— begin AVAILABLE RECORDS —

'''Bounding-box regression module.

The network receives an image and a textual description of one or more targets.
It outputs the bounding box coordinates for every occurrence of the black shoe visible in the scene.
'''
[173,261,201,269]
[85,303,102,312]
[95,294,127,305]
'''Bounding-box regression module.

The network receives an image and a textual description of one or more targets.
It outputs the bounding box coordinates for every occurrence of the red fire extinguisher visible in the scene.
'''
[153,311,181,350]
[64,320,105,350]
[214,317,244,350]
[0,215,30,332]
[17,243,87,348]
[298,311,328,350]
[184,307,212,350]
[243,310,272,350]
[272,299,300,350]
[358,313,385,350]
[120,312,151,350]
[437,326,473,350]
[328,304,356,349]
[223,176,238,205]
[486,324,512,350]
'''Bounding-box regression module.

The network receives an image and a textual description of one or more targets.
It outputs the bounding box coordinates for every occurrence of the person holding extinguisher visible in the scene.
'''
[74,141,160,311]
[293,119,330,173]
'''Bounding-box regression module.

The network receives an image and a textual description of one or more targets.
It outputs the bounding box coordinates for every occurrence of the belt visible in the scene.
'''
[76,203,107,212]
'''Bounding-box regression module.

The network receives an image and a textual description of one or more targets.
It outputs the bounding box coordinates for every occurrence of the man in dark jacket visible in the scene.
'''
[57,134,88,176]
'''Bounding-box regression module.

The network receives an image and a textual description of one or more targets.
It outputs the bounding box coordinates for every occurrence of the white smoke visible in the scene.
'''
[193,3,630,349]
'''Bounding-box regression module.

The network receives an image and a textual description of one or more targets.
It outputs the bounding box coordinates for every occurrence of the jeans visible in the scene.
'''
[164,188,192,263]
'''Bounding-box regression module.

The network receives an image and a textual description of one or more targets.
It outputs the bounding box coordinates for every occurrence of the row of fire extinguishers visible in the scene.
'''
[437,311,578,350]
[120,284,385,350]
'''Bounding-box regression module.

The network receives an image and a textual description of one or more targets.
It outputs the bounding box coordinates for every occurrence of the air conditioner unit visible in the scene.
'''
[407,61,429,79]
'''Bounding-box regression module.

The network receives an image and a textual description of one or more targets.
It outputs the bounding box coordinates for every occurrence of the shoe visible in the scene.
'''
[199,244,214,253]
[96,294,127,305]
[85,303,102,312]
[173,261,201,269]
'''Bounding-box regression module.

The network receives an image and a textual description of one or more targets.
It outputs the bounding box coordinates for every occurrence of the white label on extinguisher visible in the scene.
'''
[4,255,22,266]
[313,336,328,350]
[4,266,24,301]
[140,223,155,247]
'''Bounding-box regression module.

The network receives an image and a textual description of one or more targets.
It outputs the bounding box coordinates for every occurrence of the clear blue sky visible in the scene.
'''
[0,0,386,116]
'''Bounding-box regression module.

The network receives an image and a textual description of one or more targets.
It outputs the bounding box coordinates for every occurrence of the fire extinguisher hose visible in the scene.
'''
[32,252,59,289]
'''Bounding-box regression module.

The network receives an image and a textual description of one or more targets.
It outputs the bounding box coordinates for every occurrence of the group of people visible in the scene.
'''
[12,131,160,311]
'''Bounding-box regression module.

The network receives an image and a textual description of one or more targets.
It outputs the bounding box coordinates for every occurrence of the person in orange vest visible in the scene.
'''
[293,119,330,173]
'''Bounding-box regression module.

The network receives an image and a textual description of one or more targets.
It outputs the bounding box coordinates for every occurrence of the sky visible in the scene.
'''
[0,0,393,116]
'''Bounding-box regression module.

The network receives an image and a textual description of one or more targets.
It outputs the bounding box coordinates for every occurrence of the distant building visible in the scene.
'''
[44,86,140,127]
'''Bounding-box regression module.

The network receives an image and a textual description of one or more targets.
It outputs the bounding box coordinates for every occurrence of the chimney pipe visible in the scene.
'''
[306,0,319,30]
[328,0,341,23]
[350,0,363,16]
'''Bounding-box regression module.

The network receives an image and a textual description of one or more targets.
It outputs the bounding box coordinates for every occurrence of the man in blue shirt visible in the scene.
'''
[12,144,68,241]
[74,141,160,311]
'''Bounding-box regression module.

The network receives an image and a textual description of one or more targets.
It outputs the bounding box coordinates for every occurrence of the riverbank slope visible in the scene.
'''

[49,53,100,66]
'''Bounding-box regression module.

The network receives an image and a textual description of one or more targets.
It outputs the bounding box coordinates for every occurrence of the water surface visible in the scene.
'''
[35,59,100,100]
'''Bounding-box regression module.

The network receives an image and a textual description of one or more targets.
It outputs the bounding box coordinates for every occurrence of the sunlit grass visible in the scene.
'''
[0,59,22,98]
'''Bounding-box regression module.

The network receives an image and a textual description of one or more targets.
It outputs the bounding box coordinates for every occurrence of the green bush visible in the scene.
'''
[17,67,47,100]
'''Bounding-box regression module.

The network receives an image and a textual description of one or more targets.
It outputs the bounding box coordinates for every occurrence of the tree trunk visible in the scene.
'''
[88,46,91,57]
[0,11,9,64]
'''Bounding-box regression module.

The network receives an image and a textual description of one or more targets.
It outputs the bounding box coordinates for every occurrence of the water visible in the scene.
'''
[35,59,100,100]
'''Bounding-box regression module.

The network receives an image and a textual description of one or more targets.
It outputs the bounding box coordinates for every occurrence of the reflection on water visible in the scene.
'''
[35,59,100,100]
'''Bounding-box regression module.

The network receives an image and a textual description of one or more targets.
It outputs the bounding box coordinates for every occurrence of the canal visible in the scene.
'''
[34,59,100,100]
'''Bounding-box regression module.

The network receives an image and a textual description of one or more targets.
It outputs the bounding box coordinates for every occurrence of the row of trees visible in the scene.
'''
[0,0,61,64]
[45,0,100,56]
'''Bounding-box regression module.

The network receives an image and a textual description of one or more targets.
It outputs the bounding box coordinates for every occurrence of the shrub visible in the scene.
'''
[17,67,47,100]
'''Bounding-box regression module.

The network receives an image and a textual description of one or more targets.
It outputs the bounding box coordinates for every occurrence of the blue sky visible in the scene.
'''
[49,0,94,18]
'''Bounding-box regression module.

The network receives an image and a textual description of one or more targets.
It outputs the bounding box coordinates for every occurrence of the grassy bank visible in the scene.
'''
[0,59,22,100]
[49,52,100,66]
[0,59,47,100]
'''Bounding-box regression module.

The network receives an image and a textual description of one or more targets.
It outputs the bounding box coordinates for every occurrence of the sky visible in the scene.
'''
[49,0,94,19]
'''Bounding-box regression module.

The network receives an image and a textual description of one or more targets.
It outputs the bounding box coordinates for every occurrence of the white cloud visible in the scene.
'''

— end AVAILABLE RECORDS —

JOB:
Rewrite the items from the start through the line that contains "[486,324,512,350]", requests included. Scale every bounding-box coordinate in the answers by 2.05 and round each result to a whole number, rounding halves up.

WRITTEN ANSWER:
'''Bounding-box regression module.

The network receives an image and a textual description of one or more targets.
It outputs the bounding box coordinates for every occurrence of the black shoe visible in the scene.
'''
[355,535,412,551]
[174,621,209,640]
[195,603,260,625]
'''Bounding-box regression module.

The network receives an image and a textual description of one or more targets.
It outputs the bounding box coordinates for every occurrence of the red fire extinguisher visible in the scene.
'''
[314,638,371,718]
[131,656,215,718]
[439,650,500,718]
[0,441,62,681]
[35,498,178,713]
[611,638,672,718]
[377,629,435,718]
[498,636,558,718]
[558,613,615,718]
[734,642,789,718]
[246,640,310,718]
[896,668,970,718]
[672,623,730,715]
[457,361,488,420]
[996,664,1050,718]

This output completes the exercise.